--- begin STORED RECORDS ---

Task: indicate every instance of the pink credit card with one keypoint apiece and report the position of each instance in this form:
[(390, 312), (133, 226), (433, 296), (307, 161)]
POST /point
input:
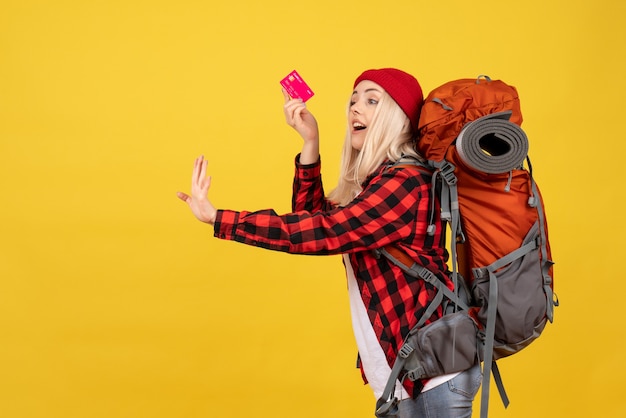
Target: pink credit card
[(296, 87)]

--- end STORED RECORDS ---

[TASK GOAL]: Give every line of the entries above as a Markdown table with the columns Row and Entry line. Skip blank lines and leave the pictures out.

[WORKED SOLUTION]:
| Row | Entry line |
|---|---|
| 1 | Task: indicate every instance of the pink credit card with one keypoint apiece and report the position of each instance in this form: |
| 2 | [(390, 312), (133, 226), (433, 296), (307, 161)] |
| 3 | POST /point |
| 4 | input: |
| 5 | Target: pink credit card |
| 6 | [(296, 87)] |